[Rows from a data source]
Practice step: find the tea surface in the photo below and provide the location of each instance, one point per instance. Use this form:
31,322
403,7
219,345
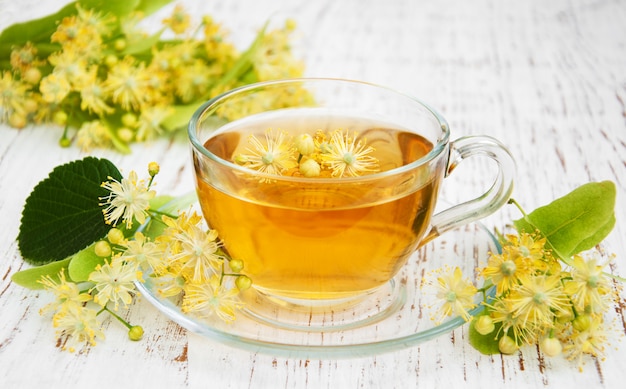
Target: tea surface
320,239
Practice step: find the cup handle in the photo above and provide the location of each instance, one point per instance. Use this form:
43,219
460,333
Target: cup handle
490,201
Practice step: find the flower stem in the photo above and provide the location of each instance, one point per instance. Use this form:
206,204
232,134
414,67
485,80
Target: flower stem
105,308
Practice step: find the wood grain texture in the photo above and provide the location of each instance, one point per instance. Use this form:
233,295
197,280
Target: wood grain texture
547,78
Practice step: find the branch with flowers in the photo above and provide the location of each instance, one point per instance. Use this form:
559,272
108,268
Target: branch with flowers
90,69
548,286
92,234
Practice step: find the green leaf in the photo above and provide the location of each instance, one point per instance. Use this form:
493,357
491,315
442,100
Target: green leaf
575,222
83,263
180,117
150,6
62,215
485,344
29,278
37,30
115,7
145,44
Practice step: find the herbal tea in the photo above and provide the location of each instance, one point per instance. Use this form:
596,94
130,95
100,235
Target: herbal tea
328,236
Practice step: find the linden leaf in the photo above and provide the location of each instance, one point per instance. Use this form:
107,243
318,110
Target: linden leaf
62,215
575,222
148,7
116,7
83,263
29,278
485,344
35,31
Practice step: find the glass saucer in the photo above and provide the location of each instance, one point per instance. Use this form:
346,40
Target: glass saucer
398,316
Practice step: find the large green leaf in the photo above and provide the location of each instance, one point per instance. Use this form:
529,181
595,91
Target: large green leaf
63,215
151,6
29,278
575,222
115,7
36,30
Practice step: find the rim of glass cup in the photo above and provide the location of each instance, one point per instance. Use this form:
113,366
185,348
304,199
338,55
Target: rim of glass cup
442,140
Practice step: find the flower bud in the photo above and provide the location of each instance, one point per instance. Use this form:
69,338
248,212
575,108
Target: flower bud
243,282
507,345
305,145
17,120
125,134
115,236
484,325
102,249
582,323
129,120
310,168
60,118
236,265
551,346
135,333
65,142
240,159
153,169
110,60
119,44
32,75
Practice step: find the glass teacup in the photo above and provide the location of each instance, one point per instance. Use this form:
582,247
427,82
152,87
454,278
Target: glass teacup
325,187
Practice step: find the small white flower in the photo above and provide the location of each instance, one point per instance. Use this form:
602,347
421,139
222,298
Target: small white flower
128,198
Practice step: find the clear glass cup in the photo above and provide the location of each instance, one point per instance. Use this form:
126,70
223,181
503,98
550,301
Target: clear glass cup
330,240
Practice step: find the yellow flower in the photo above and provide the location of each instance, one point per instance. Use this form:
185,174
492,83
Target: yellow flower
217,48
12,95
127,199
588,286
502,312
115,282
70,65
193,81
168,283
80,35
66,293
24,58
591,341
504,271
127,84
273,59
179,20
54,88
145,254
349,157
92,94
150,119
101,23
274,157
79,324
93,134
456,293
536,299
195,254
210,298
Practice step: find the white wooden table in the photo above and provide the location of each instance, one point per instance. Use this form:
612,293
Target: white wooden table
547,78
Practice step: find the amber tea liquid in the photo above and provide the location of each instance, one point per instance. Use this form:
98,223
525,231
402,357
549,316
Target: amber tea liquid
320,238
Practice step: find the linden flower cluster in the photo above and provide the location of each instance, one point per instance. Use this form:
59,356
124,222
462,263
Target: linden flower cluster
335,154
185,259
114,84
538,299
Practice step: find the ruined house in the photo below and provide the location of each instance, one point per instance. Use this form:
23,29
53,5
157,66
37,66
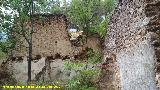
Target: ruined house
52,45
132,46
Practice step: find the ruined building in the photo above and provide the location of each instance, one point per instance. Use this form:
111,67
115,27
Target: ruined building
132,46
51,37
52,45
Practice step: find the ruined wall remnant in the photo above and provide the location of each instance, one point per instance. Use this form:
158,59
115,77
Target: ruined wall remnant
133,37
51,37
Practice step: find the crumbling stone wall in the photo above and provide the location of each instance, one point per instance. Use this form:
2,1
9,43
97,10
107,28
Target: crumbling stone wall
133,37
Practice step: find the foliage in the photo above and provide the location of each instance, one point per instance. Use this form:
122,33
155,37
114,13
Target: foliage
87,14
94,57
85,78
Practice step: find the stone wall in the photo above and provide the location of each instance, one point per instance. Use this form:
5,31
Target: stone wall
51,38
133,38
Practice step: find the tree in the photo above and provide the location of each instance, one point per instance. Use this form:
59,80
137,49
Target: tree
87,14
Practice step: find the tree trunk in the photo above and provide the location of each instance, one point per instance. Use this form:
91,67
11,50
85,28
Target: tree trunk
130,46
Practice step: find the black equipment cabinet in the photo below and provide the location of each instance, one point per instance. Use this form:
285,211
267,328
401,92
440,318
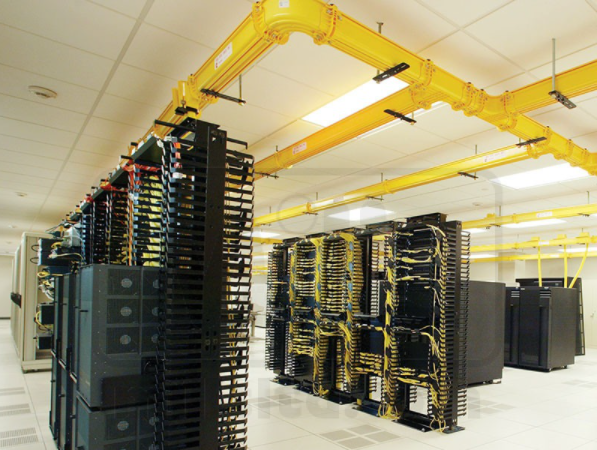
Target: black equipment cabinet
559,282
540,327
485,331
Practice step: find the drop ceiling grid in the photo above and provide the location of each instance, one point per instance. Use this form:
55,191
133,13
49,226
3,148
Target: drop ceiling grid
122,136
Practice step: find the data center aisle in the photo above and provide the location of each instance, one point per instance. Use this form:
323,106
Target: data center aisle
528,410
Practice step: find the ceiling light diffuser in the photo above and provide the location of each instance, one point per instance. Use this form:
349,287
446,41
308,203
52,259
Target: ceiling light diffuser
360,214
542,177
354,101
534,223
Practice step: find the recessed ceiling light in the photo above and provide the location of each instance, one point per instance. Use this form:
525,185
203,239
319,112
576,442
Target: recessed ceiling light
41,92
264,234
360,214
476,230
578,250
542,177
534,223
355,100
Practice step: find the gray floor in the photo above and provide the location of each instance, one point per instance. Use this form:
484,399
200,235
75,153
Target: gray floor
528,410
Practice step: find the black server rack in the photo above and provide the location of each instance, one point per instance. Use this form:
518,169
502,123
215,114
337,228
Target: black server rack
560,282
540,328
63,344
485,357
128,428
117,334
207,217
175,229
374,316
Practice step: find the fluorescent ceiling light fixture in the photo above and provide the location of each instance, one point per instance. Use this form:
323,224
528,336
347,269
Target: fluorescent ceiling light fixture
578,250
482,255
542,177
264,234
534,223
360,214
476,230
355,100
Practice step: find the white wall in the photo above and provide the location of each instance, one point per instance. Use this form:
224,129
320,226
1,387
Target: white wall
5,285
507,272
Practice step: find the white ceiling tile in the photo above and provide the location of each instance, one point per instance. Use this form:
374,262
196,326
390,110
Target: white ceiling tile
141,86
583,185
446,153
406,139
463,12
587,141
489,140
83,169
589,105
80,188
113,130
25,130
41,114
314,176
27,146
35,54
93,159
27,180
72,198
241,135
80,178
79,24
451,125
365,152
277,93
523,30
565,62
403,166
568,122
510,84
245,118
402,21
164,53
319,66
129,7
348,183
126,111
29,189
287,136
470,61
221,19
14,82
102,146
7,156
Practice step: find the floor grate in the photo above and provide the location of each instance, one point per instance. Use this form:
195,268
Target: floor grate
14,410
359,437
17,433
9,407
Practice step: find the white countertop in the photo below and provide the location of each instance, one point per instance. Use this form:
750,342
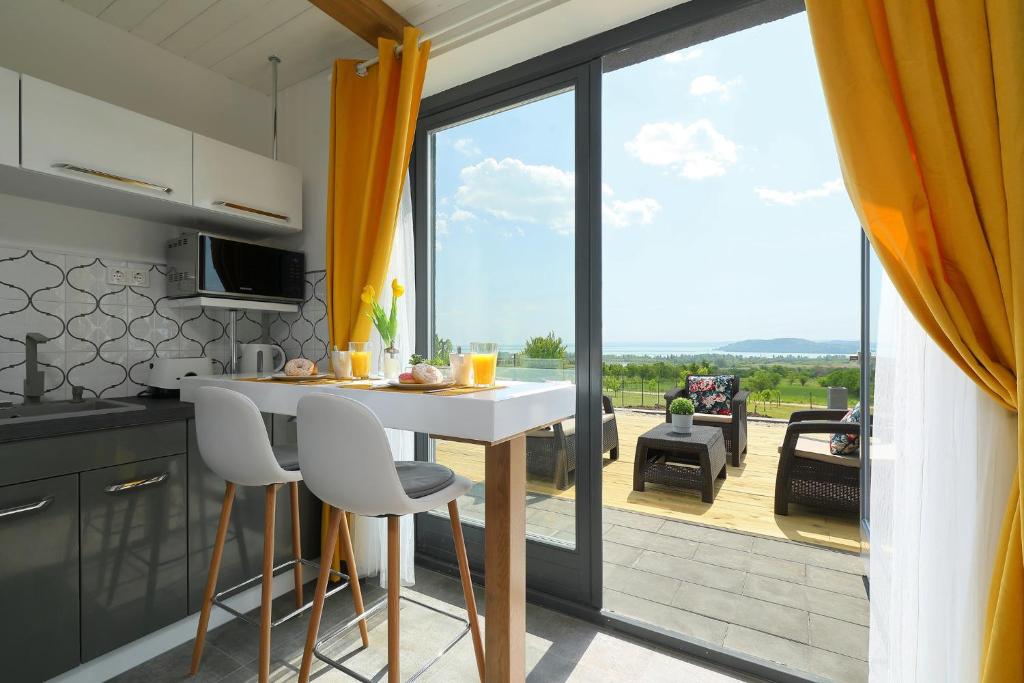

Work to be completed
How many lines of the rows above contain the word "flowers"? Give only the number.

Right answer
2